Root-on-ZFS upgrade question
Mike Clarke
jmc-freebsd2 at milibyte.co.uk
Sat Nov 1 22:35:34 UTC 2014
On Saturday 01 Nov 2014 10:25:04 Matthew Seaman wrote:
> If your original system had been maintained via freebsd-update(8)
> you could just use that to upgrade to 10.1-RELEASE in place -- when
> it tells you to reboot, just run freebsd-update again.
I think the second run of freebsd-update needs to be applied after
booting into the new environment so do it after the beadm activate
step.
An alternative approach is to activate the new environment immediately
after creating it and then reboot and upgrade the new environment to
rev. 10 in the "conventional" way.
The chroot approach means that you can sort out upgrading the OS and
reinstalling all the ports at leisure without disrupting your working
system until you're ready for the final switch over. I normally use
this approach for major port upgrades and dot level system upgrades
within the same release level but I had problems with upgrading from
9.1 to 10.0 due, I assune, to incompatibilities between the 10.0
applications and the running 9.1 kernel.

Supplied information:
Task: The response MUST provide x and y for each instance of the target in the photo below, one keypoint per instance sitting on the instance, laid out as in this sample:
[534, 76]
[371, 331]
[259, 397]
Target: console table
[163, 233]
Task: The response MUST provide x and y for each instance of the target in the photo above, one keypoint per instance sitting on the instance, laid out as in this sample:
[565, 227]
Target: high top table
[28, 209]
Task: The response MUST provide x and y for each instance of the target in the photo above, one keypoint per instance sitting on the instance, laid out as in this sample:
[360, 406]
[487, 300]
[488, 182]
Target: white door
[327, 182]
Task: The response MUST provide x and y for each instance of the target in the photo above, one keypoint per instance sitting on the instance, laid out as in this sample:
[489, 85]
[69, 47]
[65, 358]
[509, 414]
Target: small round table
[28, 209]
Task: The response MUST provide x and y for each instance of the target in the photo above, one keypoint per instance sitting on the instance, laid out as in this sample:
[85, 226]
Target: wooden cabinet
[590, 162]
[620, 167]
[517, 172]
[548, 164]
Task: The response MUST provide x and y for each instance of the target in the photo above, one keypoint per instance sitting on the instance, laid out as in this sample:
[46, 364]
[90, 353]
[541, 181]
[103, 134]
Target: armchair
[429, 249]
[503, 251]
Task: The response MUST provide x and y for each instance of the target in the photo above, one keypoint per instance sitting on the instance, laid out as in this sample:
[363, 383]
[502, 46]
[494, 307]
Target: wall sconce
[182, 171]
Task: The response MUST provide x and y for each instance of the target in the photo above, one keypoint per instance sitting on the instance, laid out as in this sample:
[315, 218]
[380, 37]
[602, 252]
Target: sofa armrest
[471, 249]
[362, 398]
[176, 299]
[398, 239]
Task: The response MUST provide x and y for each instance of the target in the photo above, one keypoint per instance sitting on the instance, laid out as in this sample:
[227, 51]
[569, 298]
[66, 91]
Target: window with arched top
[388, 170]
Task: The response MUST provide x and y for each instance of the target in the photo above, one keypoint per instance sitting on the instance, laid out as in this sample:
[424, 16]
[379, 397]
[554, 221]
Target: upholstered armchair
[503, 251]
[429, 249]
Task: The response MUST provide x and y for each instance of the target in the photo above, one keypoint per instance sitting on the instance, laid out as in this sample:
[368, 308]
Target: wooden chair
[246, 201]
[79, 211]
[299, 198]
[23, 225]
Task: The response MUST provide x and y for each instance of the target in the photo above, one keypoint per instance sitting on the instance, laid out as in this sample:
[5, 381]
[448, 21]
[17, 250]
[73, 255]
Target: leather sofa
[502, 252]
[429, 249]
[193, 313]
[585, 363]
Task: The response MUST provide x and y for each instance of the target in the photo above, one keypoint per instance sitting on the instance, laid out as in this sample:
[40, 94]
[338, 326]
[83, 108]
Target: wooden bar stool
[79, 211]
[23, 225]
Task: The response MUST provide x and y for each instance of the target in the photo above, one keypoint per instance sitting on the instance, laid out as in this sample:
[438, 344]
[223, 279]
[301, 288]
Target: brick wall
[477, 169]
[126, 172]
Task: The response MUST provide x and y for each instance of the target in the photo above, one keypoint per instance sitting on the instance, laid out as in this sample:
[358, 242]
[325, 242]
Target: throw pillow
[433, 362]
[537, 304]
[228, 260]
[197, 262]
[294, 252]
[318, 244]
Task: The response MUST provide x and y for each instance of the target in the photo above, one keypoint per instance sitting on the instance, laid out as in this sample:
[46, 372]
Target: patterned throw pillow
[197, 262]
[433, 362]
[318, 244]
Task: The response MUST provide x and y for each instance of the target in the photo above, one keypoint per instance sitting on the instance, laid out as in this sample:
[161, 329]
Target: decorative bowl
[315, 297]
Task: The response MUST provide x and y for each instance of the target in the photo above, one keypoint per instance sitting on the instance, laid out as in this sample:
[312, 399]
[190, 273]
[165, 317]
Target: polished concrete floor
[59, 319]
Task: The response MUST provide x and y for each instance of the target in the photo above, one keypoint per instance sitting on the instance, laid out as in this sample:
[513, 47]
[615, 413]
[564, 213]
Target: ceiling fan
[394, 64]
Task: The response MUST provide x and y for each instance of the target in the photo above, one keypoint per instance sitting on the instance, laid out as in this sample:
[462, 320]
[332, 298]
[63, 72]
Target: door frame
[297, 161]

Work to do:
(A) In the Root-on-ZFS upgrade post, after which step should the second run of freebsd-update be applied?
(B) Using the reason the Root-on-ZFS upgrade post gives, explain why the writer usually upgrades by the chroot approach.
(C) Carry on the Root-on-ZFS upgrade post from its last sentence.
The records are separate from the Root-on-ZFS upgrade post.

Exercise results:
(A) It should be applied after the beadm activate step, once the system has booted into the new environment.

(B) The chroot approach lets the writer upgrade the OS and reinstall all the ports at leisure. The working system is not disrupted until the final switch over.

(C)
If you want to keep the option of reverting to your 9.x system after
the upgrade then you need to make sure that all OS release level
dependant directories like most of /usr and /usr/local are contained
in the boot environment. On the other hand you can save disk space and
download time by placing /usr/ports/distfiles outside of the boot
environment. You will probably also want to keep /var/log, /var/mail
and application databases, e.g. /var/db/mysql, outside of the boot
environment.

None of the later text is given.